= Beginning of Section =

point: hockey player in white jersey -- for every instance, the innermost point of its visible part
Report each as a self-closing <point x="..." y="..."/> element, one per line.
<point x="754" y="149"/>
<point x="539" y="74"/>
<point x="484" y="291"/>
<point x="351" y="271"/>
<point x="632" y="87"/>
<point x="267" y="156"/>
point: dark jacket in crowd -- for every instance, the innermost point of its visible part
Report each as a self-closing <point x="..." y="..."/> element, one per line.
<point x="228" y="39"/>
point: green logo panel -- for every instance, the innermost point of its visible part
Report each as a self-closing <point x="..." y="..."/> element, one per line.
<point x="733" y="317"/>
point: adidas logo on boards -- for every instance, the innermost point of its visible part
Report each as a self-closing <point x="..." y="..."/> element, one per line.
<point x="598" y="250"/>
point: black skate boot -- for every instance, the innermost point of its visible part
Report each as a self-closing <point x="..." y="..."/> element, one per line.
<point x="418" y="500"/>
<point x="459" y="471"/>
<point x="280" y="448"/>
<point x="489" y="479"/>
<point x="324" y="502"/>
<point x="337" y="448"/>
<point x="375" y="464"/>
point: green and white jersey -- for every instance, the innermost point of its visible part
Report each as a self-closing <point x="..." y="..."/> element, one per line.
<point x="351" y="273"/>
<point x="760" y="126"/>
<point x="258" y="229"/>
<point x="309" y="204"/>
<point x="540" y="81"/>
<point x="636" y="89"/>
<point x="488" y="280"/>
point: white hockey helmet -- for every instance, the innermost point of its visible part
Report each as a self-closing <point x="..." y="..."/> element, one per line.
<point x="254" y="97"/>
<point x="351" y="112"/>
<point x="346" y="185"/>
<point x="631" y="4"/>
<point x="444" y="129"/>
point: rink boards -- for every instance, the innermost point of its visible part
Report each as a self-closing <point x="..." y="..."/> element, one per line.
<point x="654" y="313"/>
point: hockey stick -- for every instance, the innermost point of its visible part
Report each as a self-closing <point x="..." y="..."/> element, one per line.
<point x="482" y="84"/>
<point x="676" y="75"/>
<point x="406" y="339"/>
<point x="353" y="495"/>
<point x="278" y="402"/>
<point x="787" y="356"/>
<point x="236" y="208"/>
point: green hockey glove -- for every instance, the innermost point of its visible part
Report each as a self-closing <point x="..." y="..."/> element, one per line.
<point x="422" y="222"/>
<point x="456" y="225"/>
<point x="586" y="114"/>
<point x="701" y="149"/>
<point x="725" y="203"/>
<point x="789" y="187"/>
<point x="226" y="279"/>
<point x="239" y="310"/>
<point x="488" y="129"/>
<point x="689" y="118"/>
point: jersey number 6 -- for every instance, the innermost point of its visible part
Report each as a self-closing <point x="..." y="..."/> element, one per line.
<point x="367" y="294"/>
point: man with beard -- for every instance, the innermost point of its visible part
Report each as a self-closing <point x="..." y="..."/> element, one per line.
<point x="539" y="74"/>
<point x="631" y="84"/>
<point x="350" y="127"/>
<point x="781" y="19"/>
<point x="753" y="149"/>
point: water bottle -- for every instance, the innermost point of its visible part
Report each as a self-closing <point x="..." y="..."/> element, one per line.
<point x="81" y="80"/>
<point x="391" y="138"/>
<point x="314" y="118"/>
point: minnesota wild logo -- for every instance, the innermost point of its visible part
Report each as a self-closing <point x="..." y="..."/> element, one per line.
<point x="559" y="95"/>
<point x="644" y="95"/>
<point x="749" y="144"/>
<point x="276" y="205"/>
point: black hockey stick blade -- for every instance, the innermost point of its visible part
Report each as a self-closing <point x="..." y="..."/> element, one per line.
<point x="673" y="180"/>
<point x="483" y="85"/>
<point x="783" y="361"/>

= End of Section =
= Beginning of Section =

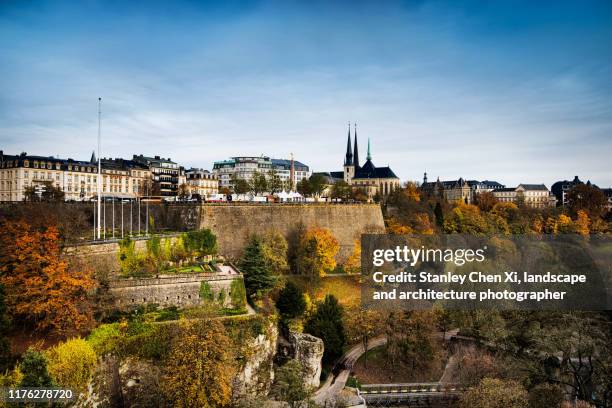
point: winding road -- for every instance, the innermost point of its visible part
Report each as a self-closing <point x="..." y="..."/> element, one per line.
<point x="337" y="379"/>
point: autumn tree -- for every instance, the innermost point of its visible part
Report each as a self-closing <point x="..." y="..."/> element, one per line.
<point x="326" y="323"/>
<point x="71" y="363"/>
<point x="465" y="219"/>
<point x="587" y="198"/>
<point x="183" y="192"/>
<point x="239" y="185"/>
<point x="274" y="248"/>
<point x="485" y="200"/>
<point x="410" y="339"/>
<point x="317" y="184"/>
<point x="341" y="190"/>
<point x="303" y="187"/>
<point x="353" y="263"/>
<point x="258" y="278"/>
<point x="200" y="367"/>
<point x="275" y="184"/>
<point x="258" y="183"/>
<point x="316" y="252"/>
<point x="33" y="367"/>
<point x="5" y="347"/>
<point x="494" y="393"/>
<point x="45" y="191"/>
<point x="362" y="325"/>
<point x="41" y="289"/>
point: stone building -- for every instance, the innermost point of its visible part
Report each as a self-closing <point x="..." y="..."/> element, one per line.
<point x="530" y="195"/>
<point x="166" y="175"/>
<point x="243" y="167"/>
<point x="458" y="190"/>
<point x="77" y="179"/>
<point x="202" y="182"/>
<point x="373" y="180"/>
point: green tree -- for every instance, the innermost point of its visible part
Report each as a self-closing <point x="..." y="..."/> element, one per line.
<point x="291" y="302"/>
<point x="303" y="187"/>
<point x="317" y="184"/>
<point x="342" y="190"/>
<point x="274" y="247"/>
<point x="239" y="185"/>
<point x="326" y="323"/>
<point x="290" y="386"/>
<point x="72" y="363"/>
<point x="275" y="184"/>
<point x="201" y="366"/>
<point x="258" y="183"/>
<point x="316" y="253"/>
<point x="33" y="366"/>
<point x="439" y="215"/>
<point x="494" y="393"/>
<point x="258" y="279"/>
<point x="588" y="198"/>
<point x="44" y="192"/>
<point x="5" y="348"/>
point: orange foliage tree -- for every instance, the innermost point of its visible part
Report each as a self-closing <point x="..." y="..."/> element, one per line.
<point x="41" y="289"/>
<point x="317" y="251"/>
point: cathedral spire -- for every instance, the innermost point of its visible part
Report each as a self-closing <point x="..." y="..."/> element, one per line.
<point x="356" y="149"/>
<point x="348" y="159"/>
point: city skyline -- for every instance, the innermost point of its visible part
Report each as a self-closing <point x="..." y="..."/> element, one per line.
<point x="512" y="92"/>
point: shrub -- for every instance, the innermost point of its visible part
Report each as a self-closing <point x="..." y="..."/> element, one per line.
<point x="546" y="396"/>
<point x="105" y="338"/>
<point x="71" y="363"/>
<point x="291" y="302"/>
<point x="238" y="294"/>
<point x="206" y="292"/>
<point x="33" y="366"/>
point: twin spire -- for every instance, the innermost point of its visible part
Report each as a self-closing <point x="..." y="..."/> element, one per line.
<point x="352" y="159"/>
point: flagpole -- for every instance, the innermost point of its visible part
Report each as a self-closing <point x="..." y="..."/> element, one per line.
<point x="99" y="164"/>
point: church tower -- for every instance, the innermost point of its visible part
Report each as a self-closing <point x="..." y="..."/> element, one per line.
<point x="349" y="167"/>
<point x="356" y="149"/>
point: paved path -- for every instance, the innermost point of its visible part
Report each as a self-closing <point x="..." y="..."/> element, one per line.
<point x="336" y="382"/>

= End of Section =

→ **Your instructions**
What lines of the data contain the string "spire"? List them.

→ **Response**
point: cathedral spire -- for every instance, the innermost point of its visible part
point: twin spire -- for every instance, the innermost point of its visible part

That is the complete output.